◆ **EXERCISE TASKS**:
[1] In the passage on reconciliation, what does Tilly tell her group of cadets they have to decide?
[2] Decide whether each statement agrees with the passage on reconciliation, answering yes or no and quoting the words that settle it: (a) Gorev is a Tellarite. (b) Harral is a Vulcan cadet. (c) Bashorat Harral died advocating for the slave emancipation clause in the armistice.
[3] Continue the passage on reconciliation, picking up after its final sentence.

◆ **GIVEN TEXT**:
****
However, the cataclysmic Burn has seemingly destroyed centuries of hard work toward reconciliation, leaving a legacy of deep-seated mistrust. Anger and bitterness have grown from unresolved wrongs and failures to be there for one another. The obstacles keeping Ni’Var from rejoining the Federation and the cadets from opening their hearts and minds to one another are considerable.
The first step toward reconciliation is asking the hard questions. T’Rina shares with Saru the question she is grappling with: “Is trust of another’s commitment to a shared goal enough, despite the scars of history?” Trust has to start somewhere, and if Ni’Var does not take a chance on trusting that the Federation is not what it was before the Burn, new wounds will be laid on top of old scars, and healing will not begin.
The next step toward reconciliation is acknowledging the mistakes and wrongs of the past, and working to make amends. When Harral, a young Orion Starfleet cadet, found himself stranded on a hostile planet with Gorev, a Tellarite, he had an opportunity to listen to Gorev’s story and acknowledge it, thereby beginning the long road to reconciliation. When Gorev learned that Bashorat Harral – who died advocating for the slave emancipation clause in the armistice that ended the conflict between the Emerald Chain and the Federation – had been Harral’s father, he learned that not all Orions were evil slavers. Harral had learned from his father to speak out against the injustices and cruelties of the other Orions, and when he did, Gorev’s own journey toward reconciliation could begin.
But there is a delicate balance between acknowledging and making amends for the hurts of the past, and allowing that past to define the future. The next step in reconciliation is to put the past behind us. As Tilly tells her group of frightened, mistrustful cadets, “The Burn is in the past. You have to decide now: are we gonna work together as a crew or not?” If we cannot set aside the past in order to work together, how can we survive?
****
Stored items:

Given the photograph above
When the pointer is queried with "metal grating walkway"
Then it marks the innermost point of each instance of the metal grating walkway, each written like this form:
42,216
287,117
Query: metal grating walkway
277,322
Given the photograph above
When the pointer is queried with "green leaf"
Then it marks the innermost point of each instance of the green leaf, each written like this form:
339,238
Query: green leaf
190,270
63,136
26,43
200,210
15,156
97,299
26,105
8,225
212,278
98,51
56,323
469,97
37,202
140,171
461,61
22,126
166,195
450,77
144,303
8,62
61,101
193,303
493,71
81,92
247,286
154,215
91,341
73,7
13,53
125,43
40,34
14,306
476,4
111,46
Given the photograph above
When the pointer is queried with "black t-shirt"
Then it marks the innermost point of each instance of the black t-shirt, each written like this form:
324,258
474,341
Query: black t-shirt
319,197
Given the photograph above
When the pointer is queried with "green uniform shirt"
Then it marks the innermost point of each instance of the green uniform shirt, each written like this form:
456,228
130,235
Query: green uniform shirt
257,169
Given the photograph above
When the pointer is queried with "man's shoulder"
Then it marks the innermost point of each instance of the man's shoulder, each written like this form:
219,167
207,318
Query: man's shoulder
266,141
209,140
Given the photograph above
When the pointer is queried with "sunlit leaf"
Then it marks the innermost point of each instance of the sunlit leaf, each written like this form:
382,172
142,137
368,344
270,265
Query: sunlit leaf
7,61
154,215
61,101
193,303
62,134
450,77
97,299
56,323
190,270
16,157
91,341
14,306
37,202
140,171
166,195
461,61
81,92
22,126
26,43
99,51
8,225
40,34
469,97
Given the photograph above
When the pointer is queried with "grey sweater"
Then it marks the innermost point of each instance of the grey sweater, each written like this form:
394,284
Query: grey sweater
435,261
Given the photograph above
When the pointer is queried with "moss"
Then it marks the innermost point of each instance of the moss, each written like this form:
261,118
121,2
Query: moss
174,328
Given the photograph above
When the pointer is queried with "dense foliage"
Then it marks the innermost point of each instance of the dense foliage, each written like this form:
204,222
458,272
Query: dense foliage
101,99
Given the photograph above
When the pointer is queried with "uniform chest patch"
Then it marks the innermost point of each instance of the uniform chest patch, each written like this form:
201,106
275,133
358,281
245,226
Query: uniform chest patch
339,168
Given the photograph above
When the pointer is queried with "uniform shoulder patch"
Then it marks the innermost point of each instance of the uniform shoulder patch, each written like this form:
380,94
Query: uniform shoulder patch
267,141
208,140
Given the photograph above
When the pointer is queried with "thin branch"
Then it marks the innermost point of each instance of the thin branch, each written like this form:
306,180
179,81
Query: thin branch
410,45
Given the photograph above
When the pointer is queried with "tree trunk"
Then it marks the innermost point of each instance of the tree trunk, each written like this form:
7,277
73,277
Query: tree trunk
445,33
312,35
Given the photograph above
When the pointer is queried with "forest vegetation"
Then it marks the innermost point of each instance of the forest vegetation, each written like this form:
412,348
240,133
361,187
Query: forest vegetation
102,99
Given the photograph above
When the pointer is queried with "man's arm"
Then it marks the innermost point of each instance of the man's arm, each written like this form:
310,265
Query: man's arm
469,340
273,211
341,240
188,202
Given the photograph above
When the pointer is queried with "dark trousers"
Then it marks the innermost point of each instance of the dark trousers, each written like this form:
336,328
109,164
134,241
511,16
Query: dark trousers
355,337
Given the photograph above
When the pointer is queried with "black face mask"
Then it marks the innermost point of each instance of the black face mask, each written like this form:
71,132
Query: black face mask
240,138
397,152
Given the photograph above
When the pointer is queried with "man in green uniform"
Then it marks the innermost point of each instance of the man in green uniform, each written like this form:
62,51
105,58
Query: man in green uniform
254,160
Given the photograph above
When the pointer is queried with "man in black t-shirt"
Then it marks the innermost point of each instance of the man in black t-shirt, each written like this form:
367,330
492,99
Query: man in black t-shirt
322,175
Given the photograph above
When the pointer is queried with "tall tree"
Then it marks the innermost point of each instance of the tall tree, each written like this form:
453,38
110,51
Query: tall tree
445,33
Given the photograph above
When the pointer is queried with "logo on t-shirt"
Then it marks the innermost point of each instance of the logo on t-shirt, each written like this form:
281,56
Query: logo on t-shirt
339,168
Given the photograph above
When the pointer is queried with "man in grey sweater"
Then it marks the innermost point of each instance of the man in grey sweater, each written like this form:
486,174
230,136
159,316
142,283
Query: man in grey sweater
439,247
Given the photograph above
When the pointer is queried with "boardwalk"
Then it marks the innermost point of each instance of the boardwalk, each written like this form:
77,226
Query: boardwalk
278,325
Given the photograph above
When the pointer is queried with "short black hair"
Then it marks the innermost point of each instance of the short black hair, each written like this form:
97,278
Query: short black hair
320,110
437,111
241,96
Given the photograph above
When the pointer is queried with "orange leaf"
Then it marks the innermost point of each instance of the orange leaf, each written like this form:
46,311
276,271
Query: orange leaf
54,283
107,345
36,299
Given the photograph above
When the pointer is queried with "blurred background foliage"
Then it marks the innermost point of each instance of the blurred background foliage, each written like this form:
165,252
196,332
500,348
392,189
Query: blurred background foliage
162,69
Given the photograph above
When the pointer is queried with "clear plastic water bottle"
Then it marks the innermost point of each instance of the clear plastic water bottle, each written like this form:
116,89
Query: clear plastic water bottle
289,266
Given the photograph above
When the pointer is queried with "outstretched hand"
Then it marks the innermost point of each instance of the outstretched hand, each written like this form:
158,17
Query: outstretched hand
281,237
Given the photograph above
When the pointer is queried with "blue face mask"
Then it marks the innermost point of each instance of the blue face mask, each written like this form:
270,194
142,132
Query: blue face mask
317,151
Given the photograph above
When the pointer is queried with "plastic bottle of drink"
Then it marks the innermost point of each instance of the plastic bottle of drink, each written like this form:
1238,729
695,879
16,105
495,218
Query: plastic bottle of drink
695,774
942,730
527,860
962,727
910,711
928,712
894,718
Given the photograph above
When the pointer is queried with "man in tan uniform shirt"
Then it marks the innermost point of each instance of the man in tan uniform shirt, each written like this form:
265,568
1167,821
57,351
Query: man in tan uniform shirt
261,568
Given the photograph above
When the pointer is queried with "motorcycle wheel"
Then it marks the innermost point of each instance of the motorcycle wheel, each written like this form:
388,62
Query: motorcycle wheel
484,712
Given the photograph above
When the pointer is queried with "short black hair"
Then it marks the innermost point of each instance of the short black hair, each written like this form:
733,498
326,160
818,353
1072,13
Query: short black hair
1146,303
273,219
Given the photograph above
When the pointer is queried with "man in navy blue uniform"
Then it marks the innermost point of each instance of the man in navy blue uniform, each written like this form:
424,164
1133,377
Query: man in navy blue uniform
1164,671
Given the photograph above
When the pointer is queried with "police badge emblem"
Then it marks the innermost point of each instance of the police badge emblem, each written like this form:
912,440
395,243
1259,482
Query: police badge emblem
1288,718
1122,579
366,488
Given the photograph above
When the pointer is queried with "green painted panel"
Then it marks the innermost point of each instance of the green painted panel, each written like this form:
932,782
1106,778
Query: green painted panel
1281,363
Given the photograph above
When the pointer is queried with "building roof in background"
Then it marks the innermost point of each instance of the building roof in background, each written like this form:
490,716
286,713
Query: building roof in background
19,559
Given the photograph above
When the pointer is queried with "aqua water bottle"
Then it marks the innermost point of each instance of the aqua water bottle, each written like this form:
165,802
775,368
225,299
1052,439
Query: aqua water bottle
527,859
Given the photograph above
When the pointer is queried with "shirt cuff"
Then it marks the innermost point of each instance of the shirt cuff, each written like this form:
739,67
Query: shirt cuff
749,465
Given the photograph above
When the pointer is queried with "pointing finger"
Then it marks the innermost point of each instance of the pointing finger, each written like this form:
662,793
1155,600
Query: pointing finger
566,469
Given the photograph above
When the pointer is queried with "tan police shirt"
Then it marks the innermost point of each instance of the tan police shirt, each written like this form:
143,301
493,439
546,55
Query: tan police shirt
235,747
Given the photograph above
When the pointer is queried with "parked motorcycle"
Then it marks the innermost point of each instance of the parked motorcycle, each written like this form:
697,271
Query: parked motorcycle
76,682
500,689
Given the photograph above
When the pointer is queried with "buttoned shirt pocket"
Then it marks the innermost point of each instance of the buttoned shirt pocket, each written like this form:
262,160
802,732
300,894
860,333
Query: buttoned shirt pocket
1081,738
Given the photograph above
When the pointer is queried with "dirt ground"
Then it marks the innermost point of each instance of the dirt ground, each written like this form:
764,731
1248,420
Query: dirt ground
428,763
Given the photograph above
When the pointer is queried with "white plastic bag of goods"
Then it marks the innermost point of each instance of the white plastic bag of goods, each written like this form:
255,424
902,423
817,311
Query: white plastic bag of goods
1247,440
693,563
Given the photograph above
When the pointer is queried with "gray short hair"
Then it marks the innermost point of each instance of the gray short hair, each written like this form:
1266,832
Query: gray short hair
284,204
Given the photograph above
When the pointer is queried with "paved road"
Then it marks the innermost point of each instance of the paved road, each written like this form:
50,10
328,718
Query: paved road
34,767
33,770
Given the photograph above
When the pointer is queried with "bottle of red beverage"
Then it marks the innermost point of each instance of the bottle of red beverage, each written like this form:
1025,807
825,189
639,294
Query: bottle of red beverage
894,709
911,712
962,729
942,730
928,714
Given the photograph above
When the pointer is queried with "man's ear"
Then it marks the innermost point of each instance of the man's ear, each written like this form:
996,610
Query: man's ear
****
◆ **RESPONSES PER TASK**:
[1] Whether they are going to work together as a crew or not.

[2]
(a) Yes: "Gorev, a Tellarite"
(b) No: "Harral, a young Orion Starfleet cadet"
(c) Yes: "Bashorat Harral – who died advocating for the slave emancipation clause in the armistice"

[3]
Communication is essential for reconciliation. Tilly advises her cadets, “There is common ground here, but you’ll never find it unless you talk to each other.” We need to connect, to share our stories, to be vulnerable with one another, to exchange ideas and thoughts. We are stronger together than alone, and we can talk our way to connection. Tilly acknowledges that reconciliation is going to be a long, hard road, but that they are on the right track: “You’re talking. We need so much more of that.“
Yet, as President T’Rina reminds us, “Words alone are not sufficient.” As the human expression goes, we need to walk the walk as well as talk the talk. The final step in reconciliation is to demonstrate, by our actions, that we have learned from the mistakes of the past and will not repeat them.
Reconciliation requires people like Tilly, Burnham, and Saru to stand in the gap between the two troubled parties and to make sure neither party backslides into past mistakes. Tilly does this by becoming an instructor at the Academy and continuing the work she began on that fateful landing party. Captain Burnham does this by offering herself as a bridge between the Federation and Ni’Var. Saru does this by serving as a Kelpien elder on Kaminar.
The future of Starfleet depends on the ability of its cadets to come together. The future of the new Federation depends upon the ability of its members to work together. The future of our own world depends upon every one of us learning to come together. Because when we reconcile, countless lives may be transformed.
Ruth Anne Amsden has been a Trekkie since she was a ten-year-old reader voraciously devouring Star Trek novels (her family did not allow television in the home). She is working toward her first BA and aspiring to professionally write Star Trek novels as love letters to the novels she loved growing up.